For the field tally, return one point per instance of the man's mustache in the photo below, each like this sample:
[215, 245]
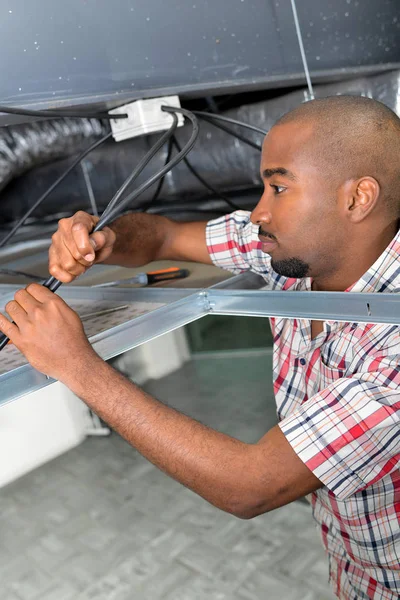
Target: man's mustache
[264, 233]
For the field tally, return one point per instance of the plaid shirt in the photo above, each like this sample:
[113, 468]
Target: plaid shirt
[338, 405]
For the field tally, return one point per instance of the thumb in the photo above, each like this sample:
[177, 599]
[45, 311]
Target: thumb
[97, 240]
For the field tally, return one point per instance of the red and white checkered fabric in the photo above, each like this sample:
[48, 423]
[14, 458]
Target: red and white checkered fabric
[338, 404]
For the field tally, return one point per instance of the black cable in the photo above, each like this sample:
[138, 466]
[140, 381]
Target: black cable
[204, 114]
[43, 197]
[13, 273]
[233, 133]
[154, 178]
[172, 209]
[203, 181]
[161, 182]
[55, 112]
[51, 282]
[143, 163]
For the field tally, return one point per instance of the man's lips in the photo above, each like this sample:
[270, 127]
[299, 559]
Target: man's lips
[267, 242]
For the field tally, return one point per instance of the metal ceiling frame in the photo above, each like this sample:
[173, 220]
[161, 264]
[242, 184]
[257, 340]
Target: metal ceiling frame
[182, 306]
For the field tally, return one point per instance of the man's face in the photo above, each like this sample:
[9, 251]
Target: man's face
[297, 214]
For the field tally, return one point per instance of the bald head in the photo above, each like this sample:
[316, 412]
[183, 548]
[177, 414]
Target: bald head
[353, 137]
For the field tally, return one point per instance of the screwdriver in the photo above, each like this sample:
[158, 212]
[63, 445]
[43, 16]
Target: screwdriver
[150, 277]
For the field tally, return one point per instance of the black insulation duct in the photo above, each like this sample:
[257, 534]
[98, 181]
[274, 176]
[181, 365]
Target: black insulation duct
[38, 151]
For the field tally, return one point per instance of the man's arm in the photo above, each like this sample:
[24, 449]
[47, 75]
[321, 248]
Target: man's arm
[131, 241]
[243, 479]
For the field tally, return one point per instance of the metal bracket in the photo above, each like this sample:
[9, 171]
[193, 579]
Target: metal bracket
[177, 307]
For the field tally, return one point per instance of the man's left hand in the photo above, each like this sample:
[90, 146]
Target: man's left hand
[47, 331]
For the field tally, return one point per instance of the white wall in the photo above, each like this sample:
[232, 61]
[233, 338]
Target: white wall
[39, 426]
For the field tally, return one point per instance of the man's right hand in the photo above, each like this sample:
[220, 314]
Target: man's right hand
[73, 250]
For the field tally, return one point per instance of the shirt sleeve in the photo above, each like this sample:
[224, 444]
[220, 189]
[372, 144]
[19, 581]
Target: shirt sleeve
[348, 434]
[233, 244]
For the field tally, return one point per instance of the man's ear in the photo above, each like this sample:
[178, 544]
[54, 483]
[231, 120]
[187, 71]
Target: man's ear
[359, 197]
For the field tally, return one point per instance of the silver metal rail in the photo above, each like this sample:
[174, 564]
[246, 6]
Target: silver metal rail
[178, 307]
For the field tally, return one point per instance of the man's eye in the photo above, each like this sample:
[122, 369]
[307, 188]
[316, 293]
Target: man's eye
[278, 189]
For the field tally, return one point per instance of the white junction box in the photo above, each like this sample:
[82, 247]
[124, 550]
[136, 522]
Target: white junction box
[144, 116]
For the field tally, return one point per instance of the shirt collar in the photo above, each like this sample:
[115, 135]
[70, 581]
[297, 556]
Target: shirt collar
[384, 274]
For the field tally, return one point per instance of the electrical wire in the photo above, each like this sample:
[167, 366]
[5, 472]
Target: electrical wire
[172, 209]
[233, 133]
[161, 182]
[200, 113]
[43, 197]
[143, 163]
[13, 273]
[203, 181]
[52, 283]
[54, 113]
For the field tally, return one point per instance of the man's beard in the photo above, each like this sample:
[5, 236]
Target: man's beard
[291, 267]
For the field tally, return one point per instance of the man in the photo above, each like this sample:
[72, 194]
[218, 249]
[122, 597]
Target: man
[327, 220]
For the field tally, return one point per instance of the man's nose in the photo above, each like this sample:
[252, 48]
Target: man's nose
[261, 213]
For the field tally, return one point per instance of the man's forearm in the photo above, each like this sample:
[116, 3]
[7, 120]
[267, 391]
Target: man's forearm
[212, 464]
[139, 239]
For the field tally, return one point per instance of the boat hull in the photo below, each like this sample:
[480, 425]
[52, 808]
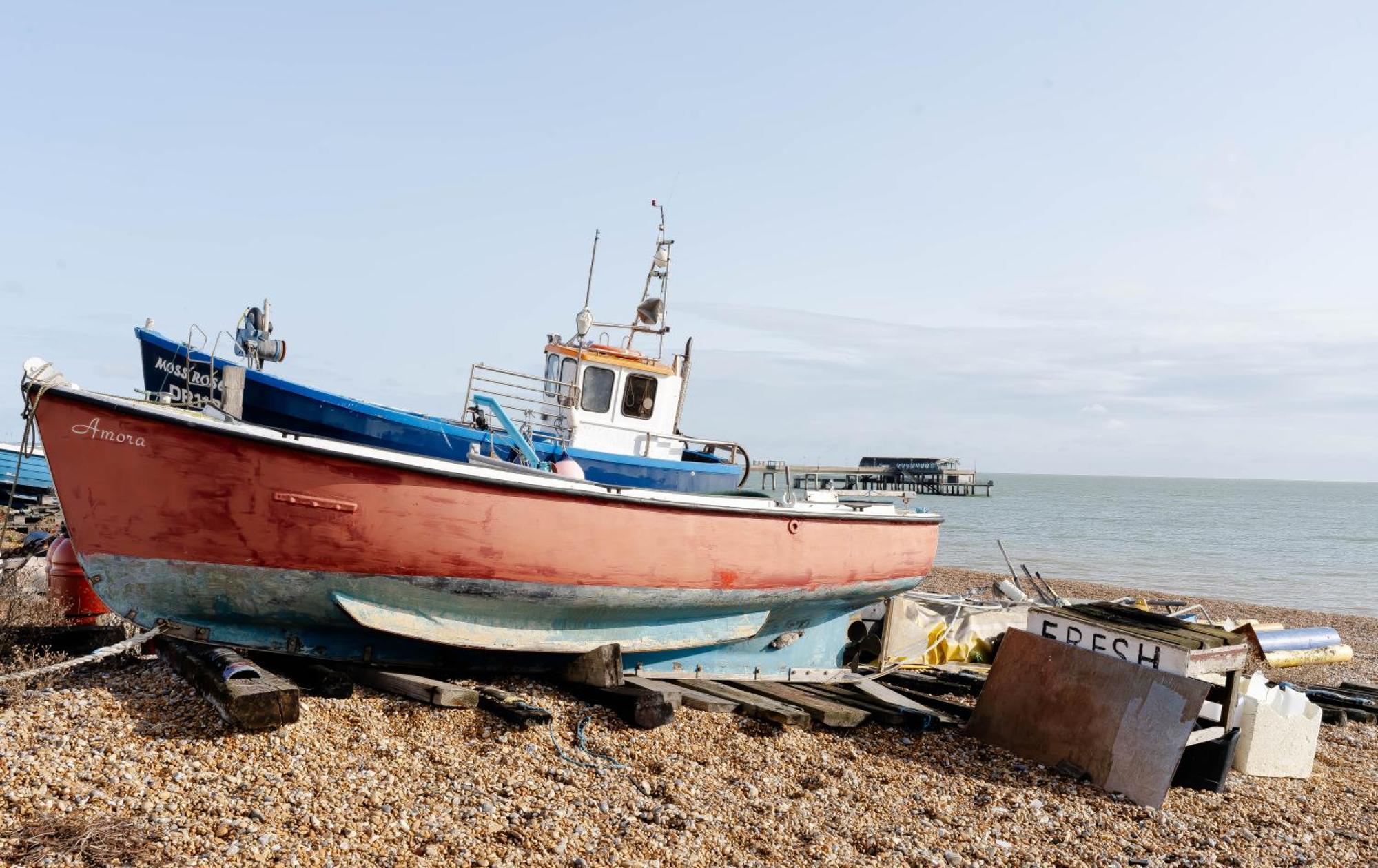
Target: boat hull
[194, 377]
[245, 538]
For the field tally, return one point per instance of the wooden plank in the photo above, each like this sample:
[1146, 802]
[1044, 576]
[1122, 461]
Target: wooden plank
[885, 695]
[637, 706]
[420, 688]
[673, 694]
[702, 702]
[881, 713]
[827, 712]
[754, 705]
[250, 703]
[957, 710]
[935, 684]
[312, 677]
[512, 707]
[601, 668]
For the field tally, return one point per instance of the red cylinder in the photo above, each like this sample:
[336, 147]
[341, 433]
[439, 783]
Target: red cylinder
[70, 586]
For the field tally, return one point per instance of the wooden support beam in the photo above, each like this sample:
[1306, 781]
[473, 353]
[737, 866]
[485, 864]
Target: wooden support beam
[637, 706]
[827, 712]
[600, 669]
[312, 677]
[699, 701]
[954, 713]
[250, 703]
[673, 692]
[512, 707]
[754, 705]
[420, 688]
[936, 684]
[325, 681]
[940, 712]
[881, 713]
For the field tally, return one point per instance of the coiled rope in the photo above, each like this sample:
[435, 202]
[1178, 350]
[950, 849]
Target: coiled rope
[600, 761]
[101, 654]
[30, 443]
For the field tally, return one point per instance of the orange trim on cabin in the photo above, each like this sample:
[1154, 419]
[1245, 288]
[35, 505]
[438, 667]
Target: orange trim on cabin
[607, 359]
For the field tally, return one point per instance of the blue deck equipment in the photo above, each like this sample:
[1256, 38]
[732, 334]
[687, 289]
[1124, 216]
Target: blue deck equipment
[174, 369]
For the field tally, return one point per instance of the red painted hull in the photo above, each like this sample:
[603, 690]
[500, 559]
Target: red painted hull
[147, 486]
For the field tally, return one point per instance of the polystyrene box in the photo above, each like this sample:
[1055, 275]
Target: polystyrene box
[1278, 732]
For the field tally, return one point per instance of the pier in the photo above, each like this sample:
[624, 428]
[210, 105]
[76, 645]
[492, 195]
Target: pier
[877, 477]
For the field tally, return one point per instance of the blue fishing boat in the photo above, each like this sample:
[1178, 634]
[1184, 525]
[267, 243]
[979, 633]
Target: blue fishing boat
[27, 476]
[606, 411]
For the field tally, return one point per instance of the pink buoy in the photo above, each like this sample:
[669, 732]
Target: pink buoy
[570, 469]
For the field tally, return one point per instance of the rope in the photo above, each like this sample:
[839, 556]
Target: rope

================

Goal of the exercise | Copy out every item above word for word, from the first line to the last. Leave out the pictures.

Solution for this task |
For the field tally, return one point per instance of the man's mustache in the photo below, each like this sample:
[215, 245]
Target: man's mustache
[264, 233]
For the field tally, return one point per instance of the plaid shirt in the photo above, each like this sample:
[113, 468]
Target: plaid shirt
[338, 405]
For the field tally, return one point per instance of the thumb in the photo above, each like this sample:
[177, 599]
[45, 311]
Target: thumb
[97, 240]
For the field tally, return one point per instance of the red and white checkered fabric in the photo above, each like this sample:
[48, 423]
[14, 458]
Target: red and white checkered fabric
[338, 404]
For the field tally, return one point per instance of the black cable in the photo above, each like this sample:
[138, 466]
[140, 381]
Target: black cable
[204, 114]
[43, 197]
[13, 273]
[233, 133]
[154, 178]
[172, 209]
[203, 181]
[161, 182]
[55, 112]
[51, 282]
[143, 163]
For the field tally, return one point per instance of the man's lips in the photo above, each like this sample:
[270, 127]
[299, 559]
Target: man's lips
[267, 242]
For the field tally, return one point per instance of the metal ceiling frame in the photo above, each like this sample:
[173, 220]
[161, 264]
[242, 184]
[257, 340]
Target: metal ceiling frame
[182, 306]
For the field tally, return one point per instance of the man's face in the photo above, each like this sample:
[9, 251]
Target: man's face
[297, 214]
For the field tally, return one point per instance of the bald head in the photo above, each like this sample:
[316, 412]
[183, 548]
[177, 414]
Target: bald head
[353, 137]
For the field tally, return one point per instance of the screwdriver in the photo above, each like this sample:
[158, 212]
[63, 445]
[43, 16]
Target: screwdriver
[150, 277]
For the field tally, return one point per instance of the black insulation duct in the photo above, each like this sample:
[257, 534]
[98, 181]
[274, 176]
[181, 365]
Target: black insulation duct
[38, 151]
For the field tally, return one point per instance of the man's arm in the photo above, each like this sample:
[24, 449]
[47, 75]
[321, 248]
Target: man's arm
[131, 241]
[243, 479]
For the field tally, return one point per instance of the metal bracket in the photo above, each like this sample:
[9, 171]
[193, 579]
Target: metal bracket
[177, 307]
For the field tally, return one point per instance of the man's left hand in the photo above, each like this sample:
[90, 146]
Target: man's left hand
[47, 331]
For the field tally, return one point per instance of the white wall in the photo above, each like this sample:
[232, 61]
[233, 338]
Target: white wall
[39, 426]
For the field tally, return one point per instance of the man's right hand in the photo above, each like this sample:
[220, 314]
Target: man's right hand
[73, 250]
For the field tally, return one point per instance of the shirt sleeve in the photo above, each like this sample:
[224, 444]
[220, 189]
[372, 144]
[19, 581]
Target: shirt sleeve
[348, 434]
[233, 244]
For the field tally, return one point per instance of the man's ear in the photo above, each like this sample:
[178, 544]
[54, 483]
[231, 120]
[187, 71]
Target: man's ear
[359, 197]
For the field tally, return one point per instance of the silver metal rail in the photo above, each like this sample:
[174, 564]
[246, 6]
Target: silver metal rail
[178, 307]
For the field tally, return one point per instance of the man's eye in the photo above, each like this sample:
[122, 369]
[307, 188]
[316, 293]
Target: man's eye
[278, 189]
For the field tally, return one point per instance of the white junction box in the photo above, each like this sample:
[82, 247]
[124, 550]
[136, 522]
Target: white junction box
[144, 116]
For the field tally, return one point per instance of the shirt collar in the photo above, each like this sample:
[115, 135]
[70, 581]
[297, 556]
Target: shirt collar
[384, 274]
For the field tally, return one point per instance of the electrical wire in the photo above, each like this sample:
[167, 366]
[5, 472]
Target: electrical wire
[172, 209]
[233, 133]
[161, 182]
[200, 113]
[43, 197]
[143, 163]
[13, 273]
[203, 181]
[52, 283]
[54, 113]
For the field tally, return one point per instance of the man's beard in the photo above, each like this sample:
[5, 236]
Target: man's beard
[291, 267]
For the field tally, return one point per instance of the man in the photo above, each like this sample:
[72, 194]
[218, 249]
[122, 597]
Target: man
[327, 220]
For the field tally, return one point per instance of the man's nose in the photo above, each like this sample:
[252, 48]
Target: man's nose
[261, 213]
For the field tally, return one point per instance of the man's forearm in the photo above, each like this sample:
[116, 3]
[7, 120]
[267, 391]
Target: man's forearm
[212, 464]
[139, 239]
For the field tally, return one point per instance of the boat hull in the photo below, each like this sample:
[480, 425]
[52, 808]
Target: boat hull
[194, 377]
[245, 538]
For the field tally, return one point per instance of the wooden plank in the photo above, each like this sample:
[1146, 802]
[1044, 576]
[1122, 461]
Target: wooden plank
[885, 695]
[637, 706]
[420, 688]
[673, 694]
[702, 702]
[881, 713]
[827, 712]
[754, 705]
[250, 703]
[957, 710]
[935, 684]
[312, 677]
[512, 707]
[601, 668]
For the field tally, return one point per instance of the red cylinder in the photo above, each like this sample:
[336, 147]
[341, 433]
[439, 783]
Target: red cylinder
[70, 586]
For the field tally, return one point per instance of the wooden support beam in the photo above, each like this sample:
[1306, 781]
[473, 353]
[737, 866]
[485, 864]
Target: wooden support beam
[637, 706]
[827, 712]
[600, 669]
[312, 677]
[699, 701]
[954, 713]
[250, 703]
[673, 692]
[512, 707]
[754, 705]
[420, 688]
[936, 684]
[325, 681]
[940, 712]
[881, 713]
For the field tally, return one point per instance of the coiled rope in the photo above, each like this sample:
[435, 202]
[1178, 350]
[950, 849]
Target: coiled rope
[600, 761]
[101, 654]
[30, 443]
For the field tally, return one point per instance of the orange trim on cabin in the photo above, each like this sample:
[1154, 419]
[1245, 288]
[35, 505]
[438, 667]
Target: orange trim on cabin
[607, 359]
For the field tally, return one point per instance of the blue deck equipment in the photo above, each like this sample:
[1256, 38]
[732, 334]
[687, 289]
[1124, 216]
Target: blue deck equipment
[174, 369]
For the field tally, return one point per instance of the red painted hull in the photo above, each like this sample:
[603, 690]
[500, 559]
Target: red painted hull
[147, 486]
For the field tally, return one point per instance of the polystyrene box in the photo above, each like this sample:
[1055, 275]
Target: polystyrene box
[1278, 732]
For the field tally, return one point per instance of the pier in the photo above, each like this sample:
[624, 428]
[210, 105]
[76, 645]
[492, 195]
Target: pier
[877, 477]
For the field tally, return one point per instance of the blue fishing boat in the photo above, each like this sample:
[1178, 634]
[1184, 525]
[267, 243]
[979, 633]
Target: blue fishing boat
[27, 476]
[606, 411]
For the field tally, return one point per instance of the pink buoy in the photo above, each like this sample:
[669, 732]
Target: pink buoy
[570, 469]
For the field tally, return one point per instance of the rope in the photo above, each like this sample:
[839, 556]
Target: rope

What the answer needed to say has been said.